▶ [TASK DETAILS]
Report how many lines in the records below contain the word "Target". Give only the number.

▶ [SUPPLIED MATERIAL]
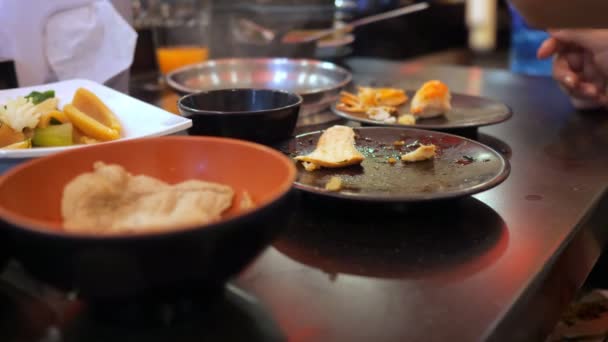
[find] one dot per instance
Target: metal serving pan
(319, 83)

* * *

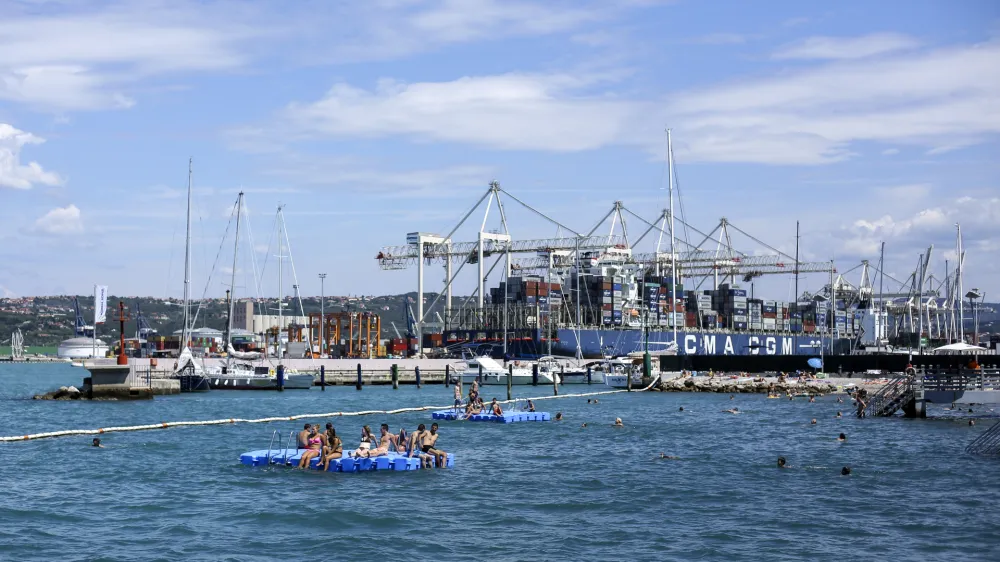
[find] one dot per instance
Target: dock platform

▶ [SOLUTION]
2